• **Task statement**
Under this task are some entries; return every one of them exactly.

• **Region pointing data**

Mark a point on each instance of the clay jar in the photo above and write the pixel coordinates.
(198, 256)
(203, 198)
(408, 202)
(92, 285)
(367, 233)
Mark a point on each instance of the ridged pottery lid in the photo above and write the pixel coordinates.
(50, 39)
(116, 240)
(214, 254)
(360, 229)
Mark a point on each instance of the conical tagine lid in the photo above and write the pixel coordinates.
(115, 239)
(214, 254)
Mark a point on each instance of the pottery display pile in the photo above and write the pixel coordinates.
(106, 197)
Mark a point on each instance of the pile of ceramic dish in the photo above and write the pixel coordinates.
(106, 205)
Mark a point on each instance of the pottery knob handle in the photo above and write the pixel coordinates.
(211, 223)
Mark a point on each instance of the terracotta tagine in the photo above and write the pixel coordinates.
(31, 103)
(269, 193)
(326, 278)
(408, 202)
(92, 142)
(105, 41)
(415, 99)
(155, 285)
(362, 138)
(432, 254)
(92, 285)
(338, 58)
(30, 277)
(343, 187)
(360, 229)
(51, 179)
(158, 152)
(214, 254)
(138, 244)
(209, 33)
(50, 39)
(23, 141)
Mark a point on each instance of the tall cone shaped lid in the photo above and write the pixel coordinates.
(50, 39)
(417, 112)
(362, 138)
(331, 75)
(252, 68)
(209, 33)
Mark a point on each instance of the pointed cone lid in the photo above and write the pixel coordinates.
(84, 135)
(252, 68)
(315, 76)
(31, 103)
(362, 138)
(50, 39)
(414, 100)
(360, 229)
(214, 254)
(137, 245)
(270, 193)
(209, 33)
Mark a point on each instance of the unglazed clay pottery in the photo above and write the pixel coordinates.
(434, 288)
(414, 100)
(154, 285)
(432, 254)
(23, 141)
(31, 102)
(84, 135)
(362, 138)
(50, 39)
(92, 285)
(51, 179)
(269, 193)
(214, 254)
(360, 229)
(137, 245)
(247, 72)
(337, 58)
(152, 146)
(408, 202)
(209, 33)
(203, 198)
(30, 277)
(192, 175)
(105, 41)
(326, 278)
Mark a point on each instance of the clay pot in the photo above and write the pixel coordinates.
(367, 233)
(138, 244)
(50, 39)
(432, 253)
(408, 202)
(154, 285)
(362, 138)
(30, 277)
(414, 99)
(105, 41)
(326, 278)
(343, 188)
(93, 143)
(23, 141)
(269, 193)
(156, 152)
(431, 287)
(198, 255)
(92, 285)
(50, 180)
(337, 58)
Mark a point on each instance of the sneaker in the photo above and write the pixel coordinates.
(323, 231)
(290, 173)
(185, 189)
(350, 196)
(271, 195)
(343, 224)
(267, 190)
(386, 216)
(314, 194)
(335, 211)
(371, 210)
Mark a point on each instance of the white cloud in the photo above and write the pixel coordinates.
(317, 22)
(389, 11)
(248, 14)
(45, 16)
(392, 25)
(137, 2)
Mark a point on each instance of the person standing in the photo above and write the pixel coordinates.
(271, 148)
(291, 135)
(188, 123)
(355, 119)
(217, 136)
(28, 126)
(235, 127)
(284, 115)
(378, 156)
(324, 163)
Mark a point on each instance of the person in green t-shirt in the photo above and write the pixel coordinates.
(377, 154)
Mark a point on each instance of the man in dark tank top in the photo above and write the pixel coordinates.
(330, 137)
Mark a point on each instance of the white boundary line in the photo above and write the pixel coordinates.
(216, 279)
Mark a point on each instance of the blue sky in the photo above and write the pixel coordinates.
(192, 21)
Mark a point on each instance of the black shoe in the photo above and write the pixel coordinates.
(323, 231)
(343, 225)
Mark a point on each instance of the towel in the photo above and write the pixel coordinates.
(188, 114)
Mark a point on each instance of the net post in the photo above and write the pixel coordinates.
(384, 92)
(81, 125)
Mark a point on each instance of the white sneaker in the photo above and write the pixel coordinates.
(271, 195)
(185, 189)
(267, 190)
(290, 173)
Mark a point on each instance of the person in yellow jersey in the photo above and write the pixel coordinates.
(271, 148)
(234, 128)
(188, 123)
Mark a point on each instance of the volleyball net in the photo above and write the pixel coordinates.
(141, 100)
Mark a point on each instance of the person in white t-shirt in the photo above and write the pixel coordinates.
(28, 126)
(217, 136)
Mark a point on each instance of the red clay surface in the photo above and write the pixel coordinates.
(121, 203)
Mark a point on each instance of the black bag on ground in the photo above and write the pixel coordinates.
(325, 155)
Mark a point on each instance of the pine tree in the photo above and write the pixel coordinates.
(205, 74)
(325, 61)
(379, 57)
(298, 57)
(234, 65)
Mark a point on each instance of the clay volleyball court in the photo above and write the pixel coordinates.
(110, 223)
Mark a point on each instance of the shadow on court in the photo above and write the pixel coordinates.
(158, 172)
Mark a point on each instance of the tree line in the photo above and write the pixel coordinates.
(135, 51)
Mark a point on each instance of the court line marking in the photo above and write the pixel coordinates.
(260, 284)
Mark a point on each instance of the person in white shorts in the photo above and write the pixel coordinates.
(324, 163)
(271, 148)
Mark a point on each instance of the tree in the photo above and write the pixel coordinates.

• **Written answer**
Mark a point on each instance of the clay jar in the photo above and write the pixel coordinates.
(198, 256)
(203, 198)
(408, 202)
(92, 285)
(367, 233)
Mark a point on each instance of the ridged pottery lid in the photo above and write the pixel coordinates.
(50, 39)
(116, 240)
(214, 254)
(360, 229)
Mark a point on each instance of the conical tagine lid in the photo above and write the pixel coordinates.
(115, 239)
(214, 254)
Mark a point on each instance of the pottery display pile in the photo above and write the pixel coordinates.
(106, 197)
Mark a point on each instance of the pile of ceramic dish in the photo above and write the pixel coordinates.
(106, 205)
Mark a point on each instance of the pottery knob handle in the photo above and write the pixel coordinates.
(211, 223)
Mark a point on each instance of the terracotta tagine in the photo above and write the pixel coordinates.
(31, 103)
(269, 193)
(326, 278)
(408, 202)
(92, 142)
(105, 41)
(415, 99)
(155, 285)
(362, 138)
(432, 254)
(92, 285)
(338, 58)
(30, 277)
(343, 187)
(360, 229)
(51, 179)
(158, 152)
(214, 254)
(138, 244)
(209, 33)
(50, 39)
(23, 141)
Mark a point on each instance of the tall cone shaped lid in the photo above and write the pixel coordinates.
(50, 39)
(417, 112)
(362, 138)
(331, 75)
(252, 68)
(209, 33)
Mark a point on each instance of the pointed cone lid in the photo above and write the pixel coordinates.
(84, 135)
(252, 68)
(315, 76)
(31, 103)
(362, 138)
(50, 39)
(414, 100)
(360, 229)
(214, 254)
(137, 245)
(270, 193)
(209, 33)
Mark a point on each instance of the unglazed clay pottery in the photo above and write the pixel coordinates.
(434, 288)
(414, 100)
(154, 285)
(432, 254)
(23, 141)
(31, 102)
(84, 135)
(362, 138)
(50, 39)
(92, 285)
(51, 179)
(269, 193)
(214, 254)
(360, 229)
(137, 245)
(247, 72)
(337, 58)
(152, 146)
(408, 202)
(209, 33)
(203, 198)
(30, 277)
(192, 175)
(105, 41)
(326, 278)
Mark a point on each instance of the clay pot in the photo above and write the pixel coordinates.
(367, 233)
(138, 244)
(50, 39)
(432, 253)
(408, 202)
(154, 285)
(362, 138)
(30, 277)
(414, 99)
(105, 41)
(326, 278)
(343, 188)
(93, 143)
(23, 141)
(269, 193)
(156, 152)
(431, 287)
(198, 255)
(92, 285)
(50, 180)
(337, 58)
Mark a point on each instance of the sneaker in the photo above and write the pixel coordinates.
(323, 231)
(290, 173)
(185, 189)
(350, 196)
(271, 195)
(343, 224)
(267, 190)
(386, 216)
(314, 194)
(335, 211)
(371, 210)
Mark a point on each instance of the white cloud in the photo above and write the pixel coordinates.
(317, 22)
(389, 11)
(248, 14)
(45, 16)
(392, 25)
(137, 2)
Mark a point on each instance of the person standing in the photo above and write the pixel coordinates.
(271, 148)
(291, 135)
(188, 123)
(355, 119)
(217, 136)
(28, 126)
(235, 127)
(284, 115)
(378, 156)
(324, 163)
Mark a point on each instance of the person in green t-shirt in the photo above and write the pixel coordinates.
(377, 154)
Mark a point on each instance of the man in dark tank top in the photo above and write the pixel coordinates.
(330, 137)
Mark a point on each instance of the white boundary line in the photo above and write the pixel coordinates.
(216, 279)
Mark a point on each instance of the blue sky in the photo above and write the pixel coordinates.
(192, 21)
Mark a point on each instance of the black shoe in the photo above and write the pixel coordinates.
(323, 231)
(343, 225)
Mark a point on each instance of the towel in the photo above and write the pixel coordinates.
(188, 114)
Mark a point on each instance of the net post in the photo above and write the pixel coordinates.
(384, 92)
(81, 125)
Mark a point on each instance of the white sneaker in the photo above and write the pixel coordinates.
(271, 195)
(185, 189)
(267, 190)
(290, 173)
Mark a point on each instance of the person in yellow jersey in the photo above and write the pixel coordinates.
(271, 148)
(234, 128)
(188, 123)
Mark a point on each instance of the volleyball net in the photo above and write the pixel coordinates.
(141, 100)
Mark a point on each instance of the person in white t-shirt in the photo above and write the pixel coordinates.
(28, 126)
(217, 136)
Mark a point on each instance of the red clay surface in the photo above and write the pixel coordinates.
(121, 203)
Mark a point on each instance of the black bag on ground in the photo above and write the pixel coordinates.
(325, 155)
Mark a point on each instance of the pine tree in the photo above and write the pixel coordinates.
(205, 74)
(325, 61)
(379, 57)
(298, 57)
(234, 65)
Mark a point on each instance of the clay volleyball court in the photo above and write the pixel coordinates.
(110, 223)
Mark a point on each instance of the shadow on court in the photo above and write the pixel coordinates.
(158, 172)
Mark a point on each instance of the tree line in the photo above and write the pixel coordinates.
(135, 51)
Mark a point on each instance of the court line marking in the photo above and write the pixel coordinates.
(260, 284)
Mark a point on each instance of the person in white shorts in the photo above and write the pixel coordinates.
(324, 163)
(271, 148)
Mark a point on each instance of the tree in the photo above and write the pixel coordinates.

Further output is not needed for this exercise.